PROBLEM TO WORK ON: Report each line in the listing below that contains the string "window", copying every such line in full. Case counts.

RECORDS TO PROCESS:
====================
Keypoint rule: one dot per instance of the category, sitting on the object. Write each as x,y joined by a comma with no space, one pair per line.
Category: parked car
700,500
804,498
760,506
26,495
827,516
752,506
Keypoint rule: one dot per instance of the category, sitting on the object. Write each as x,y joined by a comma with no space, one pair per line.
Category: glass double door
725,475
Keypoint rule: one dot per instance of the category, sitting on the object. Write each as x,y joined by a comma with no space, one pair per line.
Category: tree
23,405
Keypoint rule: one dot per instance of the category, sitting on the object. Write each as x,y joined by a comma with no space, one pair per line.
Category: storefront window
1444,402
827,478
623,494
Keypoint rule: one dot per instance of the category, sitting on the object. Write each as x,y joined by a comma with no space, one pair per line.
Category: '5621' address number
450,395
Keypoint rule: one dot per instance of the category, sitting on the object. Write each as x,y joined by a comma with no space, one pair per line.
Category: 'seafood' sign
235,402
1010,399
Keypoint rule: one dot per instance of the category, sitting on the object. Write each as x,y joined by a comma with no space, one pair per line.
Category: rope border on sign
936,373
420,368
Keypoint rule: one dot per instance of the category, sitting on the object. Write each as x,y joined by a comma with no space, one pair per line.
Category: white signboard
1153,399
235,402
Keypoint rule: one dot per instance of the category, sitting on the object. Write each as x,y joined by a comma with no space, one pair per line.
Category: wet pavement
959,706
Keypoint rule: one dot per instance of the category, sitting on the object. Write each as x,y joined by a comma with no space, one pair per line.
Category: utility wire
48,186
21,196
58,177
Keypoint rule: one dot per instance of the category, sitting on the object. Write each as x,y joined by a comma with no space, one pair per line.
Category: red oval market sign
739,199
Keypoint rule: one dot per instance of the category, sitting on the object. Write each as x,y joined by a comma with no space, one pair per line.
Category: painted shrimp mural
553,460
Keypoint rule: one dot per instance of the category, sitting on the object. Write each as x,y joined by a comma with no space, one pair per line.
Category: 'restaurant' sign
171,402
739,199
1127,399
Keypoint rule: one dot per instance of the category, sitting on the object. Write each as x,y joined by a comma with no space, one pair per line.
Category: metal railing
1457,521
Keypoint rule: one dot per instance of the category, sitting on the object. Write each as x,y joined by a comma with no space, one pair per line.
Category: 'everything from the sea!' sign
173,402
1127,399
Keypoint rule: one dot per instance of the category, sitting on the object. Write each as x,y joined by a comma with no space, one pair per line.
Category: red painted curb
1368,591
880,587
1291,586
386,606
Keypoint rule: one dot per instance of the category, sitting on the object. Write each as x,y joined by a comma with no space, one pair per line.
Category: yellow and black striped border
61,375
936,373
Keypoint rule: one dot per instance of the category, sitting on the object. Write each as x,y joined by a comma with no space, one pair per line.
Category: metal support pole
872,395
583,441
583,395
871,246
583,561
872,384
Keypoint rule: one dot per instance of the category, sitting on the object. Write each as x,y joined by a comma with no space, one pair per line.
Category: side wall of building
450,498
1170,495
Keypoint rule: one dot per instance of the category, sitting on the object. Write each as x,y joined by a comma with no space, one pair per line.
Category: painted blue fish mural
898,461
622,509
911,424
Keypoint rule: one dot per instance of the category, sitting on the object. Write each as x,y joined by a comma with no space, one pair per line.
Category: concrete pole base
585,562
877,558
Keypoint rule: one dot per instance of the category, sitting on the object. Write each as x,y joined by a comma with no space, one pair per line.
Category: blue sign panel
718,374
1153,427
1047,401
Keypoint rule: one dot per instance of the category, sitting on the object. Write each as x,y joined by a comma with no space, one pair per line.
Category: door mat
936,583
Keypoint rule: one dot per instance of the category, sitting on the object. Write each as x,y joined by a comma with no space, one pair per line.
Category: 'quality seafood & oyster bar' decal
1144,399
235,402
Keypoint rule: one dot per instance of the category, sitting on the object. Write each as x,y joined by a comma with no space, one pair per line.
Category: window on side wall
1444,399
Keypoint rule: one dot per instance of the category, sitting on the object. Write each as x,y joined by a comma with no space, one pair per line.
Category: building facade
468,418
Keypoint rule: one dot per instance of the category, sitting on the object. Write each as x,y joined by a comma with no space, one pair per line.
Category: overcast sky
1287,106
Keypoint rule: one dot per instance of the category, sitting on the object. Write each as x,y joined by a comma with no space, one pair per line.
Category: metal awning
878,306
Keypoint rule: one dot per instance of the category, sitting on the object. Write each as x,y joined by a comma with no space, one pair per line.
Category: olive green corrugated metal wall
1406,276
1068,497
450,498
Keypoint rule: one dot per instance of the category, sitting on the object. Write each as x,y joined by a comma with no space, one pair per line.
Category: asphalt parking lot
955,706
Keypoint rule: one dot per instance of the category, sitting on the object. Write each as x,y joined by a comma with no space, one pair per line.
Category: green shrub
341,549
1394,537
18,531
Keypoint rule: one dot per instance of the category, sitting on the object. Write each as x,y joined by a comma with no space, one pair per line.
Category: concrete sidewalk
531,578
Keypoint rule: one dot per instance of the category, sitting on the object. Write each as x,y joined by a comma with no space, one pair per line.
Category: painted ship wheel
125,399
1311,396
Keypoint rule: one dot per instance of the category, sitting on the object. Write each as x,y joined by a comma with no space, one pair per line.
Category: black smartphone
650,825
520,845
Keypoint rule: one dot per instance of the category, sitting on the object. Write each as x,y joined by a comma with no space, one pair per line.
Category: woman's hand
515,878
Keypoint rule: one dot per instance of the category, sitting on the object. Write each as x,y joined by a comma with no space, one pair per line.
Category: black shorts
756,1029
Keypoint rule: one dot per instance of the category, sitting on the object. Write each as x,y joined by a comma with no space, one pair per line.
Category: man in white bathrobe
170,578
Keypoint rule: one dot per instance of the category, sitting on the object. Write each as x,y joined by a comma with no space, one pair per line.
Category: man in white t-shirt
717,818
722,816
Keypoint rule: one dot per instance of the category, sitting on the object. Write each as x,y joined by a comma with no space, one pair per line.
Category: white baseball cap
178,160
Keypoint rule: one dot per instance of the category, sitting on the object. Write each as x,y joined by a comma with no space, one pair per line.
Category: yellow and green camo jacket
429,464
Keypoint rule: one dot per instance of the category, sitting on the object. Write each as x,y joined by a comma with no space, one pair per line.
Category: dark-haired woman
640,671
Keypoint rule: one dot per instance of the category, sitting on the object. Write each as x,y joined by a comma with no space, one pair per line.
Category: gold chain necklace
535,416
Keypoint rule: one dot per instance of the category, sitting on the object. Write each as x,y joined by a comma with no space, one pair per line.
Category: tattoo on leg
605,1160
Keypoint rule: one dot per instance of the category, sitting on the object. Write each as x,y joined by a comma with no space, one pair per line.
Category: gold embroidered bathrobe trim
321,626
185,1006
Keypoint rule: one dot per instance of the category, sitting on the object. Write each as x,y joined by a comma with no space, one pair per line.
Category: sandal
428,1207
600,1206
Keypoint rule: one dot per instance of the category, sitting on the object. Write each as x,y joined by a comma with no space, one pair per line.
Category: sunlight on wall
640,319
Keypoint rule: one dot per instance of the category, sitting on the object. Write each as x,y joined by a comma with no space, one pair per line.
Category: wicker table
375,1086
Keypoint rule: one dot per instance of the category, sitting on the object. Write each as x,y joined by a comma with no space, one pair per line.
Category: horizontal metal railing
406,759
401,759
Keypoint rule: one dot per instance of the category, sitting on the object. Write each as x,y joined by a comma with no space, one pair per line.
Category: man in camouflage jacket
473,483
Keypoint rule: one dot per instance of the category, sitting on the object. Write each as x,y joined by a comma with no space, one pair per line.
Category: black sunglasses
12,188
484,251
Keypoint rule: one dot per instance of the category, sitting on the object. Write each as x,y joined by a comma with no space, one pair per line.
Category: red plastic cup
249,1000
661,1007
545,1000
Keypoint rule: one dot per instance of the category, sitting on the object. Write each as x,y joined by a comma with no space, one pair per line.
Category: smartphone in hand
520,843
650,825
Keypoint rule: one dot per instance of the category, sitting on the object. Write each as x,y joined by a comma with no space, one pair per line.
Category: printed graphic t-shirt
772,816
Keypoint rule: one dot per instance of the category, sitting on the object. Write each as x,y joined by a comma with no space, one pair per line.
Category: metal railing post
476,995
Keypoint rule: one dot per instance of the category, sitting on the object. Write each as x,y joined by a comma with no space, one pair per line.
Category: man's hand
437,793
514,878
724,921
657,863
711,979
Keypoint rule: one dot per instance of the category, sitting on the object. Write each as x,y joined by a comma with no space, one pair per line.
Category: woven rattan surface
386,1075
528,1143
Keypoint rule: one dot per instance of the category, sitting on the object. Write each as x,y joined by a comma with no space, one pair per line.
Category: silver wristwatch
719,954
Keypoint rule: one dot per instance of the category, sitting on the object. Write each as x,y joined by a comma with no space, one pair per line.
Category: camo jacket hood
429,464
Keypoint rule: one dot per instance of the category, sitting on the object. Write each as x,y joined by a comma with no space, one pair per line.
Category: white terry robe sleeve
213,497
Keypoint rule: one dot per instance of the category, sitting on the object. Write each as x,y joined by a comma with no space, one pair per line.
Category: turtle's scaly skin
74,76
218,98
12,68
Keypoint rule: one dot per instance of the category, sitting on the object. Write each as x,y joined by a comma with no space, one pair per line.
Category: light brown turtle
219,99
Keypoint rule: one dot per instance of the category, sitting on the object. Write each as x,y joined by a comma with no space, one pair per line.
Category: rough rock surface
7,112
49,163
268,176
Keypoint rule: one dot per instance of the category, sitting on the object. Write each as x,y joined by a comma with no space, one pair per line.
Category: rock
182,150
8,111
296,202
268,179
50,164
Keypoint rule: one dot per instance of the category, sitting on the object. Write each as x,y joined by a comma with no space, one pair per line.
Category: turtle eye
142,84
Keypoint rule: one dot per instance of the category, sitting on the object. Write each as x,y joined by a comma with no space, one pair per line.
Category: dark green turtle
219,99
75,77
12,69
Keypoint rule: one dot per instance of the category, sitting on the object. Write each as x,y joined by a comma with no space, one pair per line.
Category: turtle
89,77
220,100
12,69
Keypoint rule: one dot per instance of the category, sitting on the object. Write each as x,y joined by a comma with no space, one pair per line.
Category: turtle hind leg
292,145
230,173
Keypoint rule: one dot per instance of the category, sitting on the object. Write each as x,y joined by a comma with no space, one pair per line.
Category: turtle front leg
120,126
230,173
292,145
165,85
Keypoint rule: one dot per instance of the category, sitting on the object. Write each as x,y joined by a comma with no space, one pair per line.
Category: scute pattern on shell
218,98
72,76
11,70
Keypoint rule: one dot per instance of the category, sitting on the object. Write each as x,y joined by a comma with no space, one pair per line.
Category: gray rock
====================
WRITTEN REPLY:
Category: storefront window
Category: window on side wall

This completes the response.